**WORK TO BE COMPLETED:** If a line of the data below holds the word "this", list it.

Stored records

▬▬▬▬▬▬▬▬▬▬

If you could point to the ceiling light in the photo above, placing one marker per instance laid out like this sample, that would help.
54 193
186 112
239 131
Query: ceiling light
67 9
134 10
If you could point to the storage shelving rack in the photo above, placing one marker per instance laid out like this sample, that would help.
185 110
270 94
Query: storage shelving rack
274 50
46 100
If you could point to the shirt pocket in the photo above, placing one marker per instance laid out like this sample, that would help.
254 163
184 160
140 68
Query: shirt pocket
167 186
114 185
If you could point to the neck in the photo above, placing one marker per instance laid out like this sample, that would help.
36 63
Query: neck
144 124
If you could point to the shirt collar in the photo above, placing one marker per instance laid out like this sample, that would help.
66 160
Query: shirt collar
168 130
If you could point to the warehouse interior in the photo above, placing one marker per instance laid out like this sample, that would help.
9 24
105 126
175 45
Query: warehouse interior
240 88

▬▬▬▬▬▬▬▬▬▬

**REPLY:**
If you could point to the ceiling light in the photo above, placing one marker per instance laid out like this sample, that would help.
If you could point to the storage shelving rack in the photo above, placing one marker per instance laid out like this sample, that would help.
If you could point to the shirt pocket in the photo above, placing one marker per instance laid out like this sample, that would help.
If you could point to the neck in the photo above, placing one marker per instance laid out like this sample, that would help.
If you could point to the shirt collar in the photo above, placing one marker per instance laid out like this sample, that would help.
If you could point to the warehouse interior in the photo above, placing one marker per instance laid out like this sample, that would help.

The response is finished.